[Entries from a pointing dataset]
BEGIN

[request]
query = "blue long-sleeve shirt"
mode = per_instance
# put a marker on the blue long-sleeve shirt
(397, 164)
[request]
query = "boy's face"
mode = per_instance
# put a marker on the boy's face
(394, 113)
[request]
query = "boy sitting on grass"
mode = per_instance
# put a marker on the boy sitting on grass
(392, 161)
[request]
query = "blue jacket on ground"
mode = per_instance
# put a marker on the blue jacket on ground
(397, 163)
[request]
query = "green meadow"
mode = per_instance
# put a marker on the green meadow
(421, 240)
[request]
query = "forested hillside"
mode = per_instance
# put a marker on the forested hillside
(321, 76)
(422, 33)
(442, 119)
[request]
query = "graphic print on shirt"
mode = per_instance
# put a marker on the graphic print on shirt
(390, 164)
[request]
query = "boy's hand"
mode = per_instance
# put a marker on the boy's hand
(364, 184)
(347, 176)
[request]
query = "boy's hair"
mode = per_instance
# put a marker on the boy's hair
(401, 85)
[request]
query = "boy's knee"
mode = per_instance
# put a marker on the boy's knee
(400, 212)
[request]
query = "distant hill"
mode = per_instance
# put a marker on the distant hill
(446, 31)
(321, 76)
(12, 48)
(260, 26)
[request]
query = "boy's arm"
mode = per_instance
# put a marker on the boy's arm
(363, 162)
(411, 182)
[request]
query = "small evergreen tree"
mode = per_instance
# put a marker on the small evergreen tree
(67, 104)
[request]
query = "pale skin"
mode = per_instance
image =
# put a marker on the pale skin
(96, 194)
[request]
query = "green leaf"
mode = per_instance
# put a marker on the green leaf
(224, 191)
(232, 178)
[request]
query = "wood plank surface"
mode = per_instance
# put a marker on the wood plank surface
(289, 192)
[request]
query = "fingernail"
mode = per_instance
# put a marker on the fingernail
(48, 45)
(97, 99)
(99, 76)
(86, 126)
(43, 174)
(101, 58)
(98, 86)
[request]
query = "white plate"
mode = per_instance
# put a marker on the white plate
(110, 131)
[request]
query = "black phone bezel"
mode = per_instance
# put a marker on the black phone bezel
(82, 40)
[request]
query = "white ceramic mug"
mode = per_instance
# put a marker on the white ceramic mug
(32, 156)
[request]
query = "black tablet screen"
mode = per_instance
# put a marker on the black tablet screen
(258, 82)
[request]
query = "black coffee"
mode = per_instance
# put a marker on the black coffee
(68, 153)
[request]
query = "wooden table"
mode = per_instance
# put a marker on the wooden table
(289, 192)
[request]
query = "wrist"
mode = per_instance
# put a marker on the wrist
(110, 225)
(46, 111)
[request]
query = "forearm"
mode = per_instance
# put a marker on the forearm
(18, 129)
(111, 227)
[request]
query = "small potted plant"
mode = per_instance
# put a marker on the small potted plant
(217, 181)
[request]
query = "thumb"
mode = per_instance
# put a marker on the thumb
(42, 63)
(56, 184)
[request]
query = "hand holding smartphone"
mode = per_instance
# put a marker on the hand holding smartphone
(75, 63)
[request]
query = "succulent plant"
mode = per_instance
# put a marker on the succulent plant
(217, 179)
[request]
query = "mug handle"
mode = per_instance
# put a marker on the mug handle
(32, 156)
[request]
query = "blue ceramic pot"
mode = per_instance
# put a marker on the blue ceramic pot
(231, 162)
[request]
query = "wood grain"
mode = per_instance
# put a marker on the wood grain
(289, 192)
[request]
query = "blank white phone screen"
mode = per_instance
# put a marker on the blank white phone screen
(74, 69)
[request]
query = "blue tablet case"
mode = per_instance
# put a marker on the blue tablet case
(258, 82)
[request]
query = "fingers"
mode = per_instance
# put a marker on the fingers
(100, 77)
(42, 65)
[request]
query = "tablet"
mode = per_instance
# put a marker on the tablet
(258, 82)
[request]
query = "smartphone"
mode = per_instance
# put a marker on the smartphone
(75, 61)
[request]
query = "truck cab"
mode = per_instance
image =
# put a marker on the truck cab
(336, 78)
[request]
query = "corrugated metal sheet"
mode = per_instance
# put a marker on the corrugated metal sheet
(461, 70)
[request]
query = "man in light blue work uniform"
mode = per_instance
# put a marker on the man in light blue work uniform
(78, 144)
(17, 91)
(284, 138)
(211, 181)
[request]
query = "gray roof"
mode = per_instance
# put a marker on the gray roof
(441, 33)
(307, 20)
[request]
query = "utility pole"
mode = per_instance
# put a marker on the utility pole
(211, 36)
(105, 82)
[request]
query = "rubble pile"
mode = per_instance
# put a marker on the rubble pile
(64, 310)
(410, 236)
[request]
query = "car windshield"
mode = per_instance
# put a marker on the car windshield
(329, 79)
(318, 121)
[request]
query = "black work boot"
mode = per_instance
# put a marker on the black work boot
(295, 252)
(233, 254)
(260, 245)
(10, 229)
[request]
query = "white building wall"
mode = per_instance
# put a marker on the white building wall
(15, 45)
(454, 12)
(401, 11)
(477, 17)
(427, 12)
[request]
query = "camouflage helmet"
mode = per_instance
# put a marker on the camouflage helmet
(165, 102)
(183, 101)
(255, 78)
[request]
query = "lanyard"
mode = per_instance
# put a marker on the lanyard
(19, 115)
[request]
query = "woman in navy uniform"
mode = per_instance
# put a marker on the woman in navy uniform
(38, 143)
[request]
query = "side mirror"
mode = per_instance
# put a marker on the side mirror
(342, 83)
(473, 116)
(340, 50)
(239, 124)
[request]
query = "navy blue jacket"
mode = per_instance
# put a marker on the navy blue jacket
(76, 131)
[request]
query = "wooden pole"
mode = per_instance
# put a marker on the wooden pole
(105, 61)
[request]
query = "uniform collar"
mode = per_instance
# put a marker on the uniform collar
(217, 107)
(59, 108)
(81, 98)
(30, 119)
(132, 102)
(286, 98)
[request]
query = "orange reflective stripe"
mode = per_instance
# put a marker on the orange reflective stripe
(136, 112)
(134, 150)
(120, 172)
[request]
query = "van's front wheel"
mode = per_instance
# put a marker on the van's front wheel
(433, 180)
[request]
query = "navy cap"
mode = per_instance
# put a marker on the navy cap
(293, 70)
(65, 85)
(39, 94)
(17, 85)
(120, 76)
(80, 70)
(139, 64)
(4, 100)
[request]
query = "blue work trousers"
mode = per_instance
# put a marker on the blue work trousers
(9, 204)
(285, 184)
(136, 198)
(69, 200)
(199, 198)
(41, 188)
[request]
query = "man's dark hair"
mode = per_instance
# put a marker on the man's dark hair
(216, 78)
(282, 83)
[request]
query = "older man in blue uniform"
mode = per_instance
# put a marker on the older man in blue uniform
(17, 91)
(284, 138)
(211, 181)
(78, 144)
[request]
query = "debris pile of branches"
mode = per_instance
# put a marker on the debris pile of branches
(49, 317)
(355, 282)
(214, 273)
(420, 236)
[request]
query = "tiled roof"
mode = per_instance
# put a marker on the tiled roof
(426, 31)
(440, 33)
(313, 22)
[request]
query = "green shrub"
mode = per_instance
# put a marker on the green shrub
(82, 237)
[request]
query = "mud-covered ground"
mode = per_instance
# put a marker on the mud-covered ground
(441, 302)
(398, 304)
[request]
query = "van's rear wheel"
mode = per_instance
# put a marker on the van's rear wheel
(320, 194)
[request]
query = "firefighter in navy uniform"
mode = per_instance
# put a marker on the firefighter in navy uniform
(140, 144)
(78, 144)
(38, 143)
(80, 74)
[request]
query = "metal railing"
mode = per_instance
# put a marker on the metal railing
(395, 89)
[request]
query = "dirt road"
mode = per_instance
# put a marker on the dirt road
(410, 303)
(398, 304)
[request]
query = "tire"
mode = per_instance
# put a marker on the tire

END

**EXERCISE PROMPT:**
Restate the data above word for word, please.

**ANSWER BELOW:**
[request]
query = "blue long-sleeve shirt"
mode = per_instance
# put a marker on the blue long-sleeve shirt
(397, 164)
[request]
query = "boy's face"
mode = per_instance
# put a marker on the boy's face
(394, 113)
[request]
query = "boy sitting on grass"
mode = per_instance
# put a marker on the boy sitting on grass
(392, 161)
[request]
query = "blue jacket on ground"
mode = per_instance
# put a marker on the blue jacket on ground
(397, 163)
[request]
query = "green meadow"
mode = per_instance
# put a marker on the green meadow
(421, 240)
[request]
query = "forested hillside"
mode = per_instance
# put a marker on the forested hillside
(321, 76)
(422, 33)
(442, 119)
[request]
query = "graphic print on shirt"
mode = per_instance
# put a marker on the graphic print on shirt
(390, 164)
[request]
query = "boy's hand"
mode = per_instance
# put a marker on the boy's hand
(364, 184)
(347, 176)
[request]
query = "boy's hair"
mode = per_instance
# put a marker on the boy's hair
(401, 85)
[request]
query = "boy's knee"
mode = per_instance
# put a marker on the boy's knee
(400, 212)
[request]
query = "distant hill"
mode = per_instance
# put a marker on the distant hill
(446, 31)
(321, 76)
(12, 48)
(260, 26)
[request]
query = "boy's arm"
mode = per_instance
# put a marker on the boy's arm
(363, 162)
(411, 182)
[request]
query = "small evergreen tree"
mode = per_instance
# put a marker on the small evergreen tree
(67, 104)
[request]
query = "pale skin"
mode = per_instance
image =
# put a marker on the pale skin
(96, 194)
[request]
query = "green leaf"
mode = per_instance
# put a marker on the green leaf
(224, 191)
(232, 178)
[request]
query = "wood plank surface"
mode = per_instance
# put a marker on the wood plank surface
(289, 192)
[request]
query = "fingernail"
mode = per_instance
# put a marker on the fingernail
(48, 45)
(97, 99)
(99, 76)
(86, 126)
(43, 174)
(101, 58)
(98, 86)
[request]
query = "white plate"
mode = per_instance
# put a marker on the white plate
(110, 131)
[request]
query = "black phone bezel"
mode = per_instance
# put a marker on the black phone bezel
(82, 40)
[request]
query = "white ceramic mug"
mode = per_instance
# put a marker on the white ceramic mug
(32, 156)
[request]
query = "black tablet screen"
mode = per_instance
# put a marker on the black tablet screen
(258, 82)
[request]
query = "black coffee"
mode = per_instance
# put a marker on the black coffee
(68, 153)
[request]
query = "wooden table"
mode = per_instance
# put a marker on the wooden table
(289, 192)
[request]
query = "wrist"
mode = per_instance
# put a marker on the wrist
(110, 225)
(46, 111)
[request]
query = "forearm"
mode = per_instance
# put a marker on the forearm
(18, 129)
(111, 227)
[request]
query = "small potted plant"
mode = per_instance
# put a marker on the small potted plant
(217, 181)
[request]
query = "thumb"
mode = per_instance
# put a marker on the thumb
(42, 63)
(56, 184)
[request]
query = "hand holding smartphone"
mode = per_instance
# put a marker on the hand holding smartphone
(75, 63)
[request]
query = "succulent plant"
mode = per_instance
# put a marker on the succulent plant
(217, 179)
[request]
query = "mug handle"
mode = per_instance
# put a marker on the mug handle
(32, 156)
[request]
query = "blue ceramic pot"
mode = per_instance
# put a marker on the blue ceramic pot
(231, 162)
[request]
query = "wood grain"
mode = per_instance
# put a marker on the wood grain
(289, 192)
[request]
query = "blank white phone screen"
mode = per_instance
# put a marker on the blank white phone screen
(74, 69)
[request]
query = "blue tablet case"
mode = per_instance
# put a marker on the blue tablet case
(258, 82)
[request]
query = "fingers"
mode = per_instance
# put a marker on the fingers
(100, 77)
(42, 65)
[request]
query = "tablet"
mode = per_instance
# put a marker on the tablet
(258, 82)
[request]
query = "smartphone"
mode = per_instance
# put a marker on the smartphone
(75, 61)
[request]
query = "truck cab"
mode = per_instance
image =
# put a marker on the truck cab
(336, 78)
[request]
query = "corrugated metal sheet"
mode = per_instance
# put a marker on the corrugated metal sheet
(461, 70)
[request]
query = "man in light blue work uniform"
mode = per_instance
# put a marker on the man in light blue work uniform
(78, 144)
(17, 91)
(284, 138)
(211, 181)
[request]
query = "gray roof"
mode = per_instance
# put a marker on the gray roof
(441, 33)
(307, 20)
[request]
query = "utility pole"
mode = per_instance
# put a marker on the utility pole
(211, 36)
(105, 82)
[request]
query = "rubble pile"
mode = per_instance
# put a marker on the rubble pile
(64, 310)
(410, 236)
[request]
query = "car windshield"
mode = per_instance
# put a marker on the car windshield
(329, 79)
(318, 121)
[request]
query = "black work boot"
mode = per_instance
# put a marker on the black work boot
(295, 252)
(233, 254)
(260, 245)
(10, 229)
[request]
query = "white building wall"
mode = per_instance
# put a marker on the white building wall
(15, 45)
(454, 12)
(401, 11)
(477, 17)
(427, 12)
[request]
query = "camouflage helmet"
mode = per_instance
# put a marker on the camouflage helmet
(165, 102)
(183, 101)
(255, 78)
[request]
query = "lanyard"
mode = per_instance
# put a marker on the lanyard
(19, 115)
[request]
query = "woman in navy uniform"
mode = per_instance
# put a marker on the woman in navy uniform
(38, 143)
[request]
query = "side mirror"
mode = per_instance
# put a marker on the side mirror
(342, 83)
(473, 116)
(340, 50)
(239, 124)
[request]
query = "navy blue jacket"
mode = per_instance
# put a marker on the navy blue jacket
(76, 131)
[request]
query = "wooden pole"
mode = per_instance
# put a marker on the wooden pole
(105, 61)
[request]
query = "uniform collar"
mode = per_instance
# put a marker on the uniform collar
(217, 107)
(59, 108)
(81, 98)
(30, 119)
(132, 102)
(286, 98)
[request]
query = "orange reflective stripe"
mode = per_instance
# put a marker on the orange reflective stripe
(136, 112)
(134, 150)
(120, 172)
[request]
query = "van's front wheel"
mode = per_instance
# put a marker on the van's front wheel
(433, 180)
[request]
query = "navy cap"
mode = per_instance
# put a marker on the navy cap
(293, 70)
(65, 85)
(39, 94)
(17, 85)
(120, 76)
(80, 70)
(139, 64)
(4, 100)
[request]
query = "blue work trousers"
mode = per_instance
# put a marker on the blue work trousers
(9, 204)
(285, 184)
(136, 198)
(69, 200)
(199, 198)
(41, 188)
[request]
query = "man's dark hair"
mode = per_instance
# put a marker on the man's dark hair
(216, 78)
(282, 83)
[request]
query = "older man in blue uniform"
mode = per_instance
# put a marker on the older man in blue uniform
(17, 91)
(284, 138)
(211, 181)
(78, 144)
[request]
query = "debris pile of branches"
mode = per_instance
# put a marker on the debris pile of branches
(49, 317)
(355, 282)
(214, 273)
(420, 236)
[request]
query = "tiled roof"
mode = per_instance
# put a marker on the tiled roof
(426, 31)
(440, 33)
(313, 22)
[request]
query = "green shrub"
mode = per_instance
# put a marker on the green shrub
(82, 237)
[request]
query = "mud-covered ground"
mode = per_instance
# put a marker on the mud-covered ground
(441, 302)
(398, 304)
[request]
query = "van's rear wheel"
mode = per_instance
# put a marker on the van's rear wheel
(320, 194)
[request]
query = "firefighter in navy uniform"
mode = per_instance
# put a marker on the firefighter in navy uniform
(140, 144)
(78, 144)
(38, 143)
(80, 74)
[request]
query = "metal railing"
mode = per_instance
# put a marker on the metal railing
(395, 89)
[request]
query = "dirt road"
mode = per_instance
# put a marker on the dirt road
(410, 303)
(398, 304)
[request]
query = "tire"
mode = per_instance
# put a marker on the tire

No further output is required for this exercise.